Task item: Print, exactly and completely, the data that appears below.
---------------
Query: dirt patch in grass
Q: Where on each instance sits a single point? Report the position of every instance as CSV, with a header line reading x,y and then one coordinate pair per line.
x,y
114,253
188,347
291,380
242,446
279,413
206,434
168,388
---------------
Output of the exercise:
Query: dirt patch in grass
Q: Where on each instance sits a single point? Report the position of every instance as CSV, with a header line reading x,y and then one coordinate pair per line.
x,y
114,253
188,347
291,380
242,446
279,413
206,434
168,388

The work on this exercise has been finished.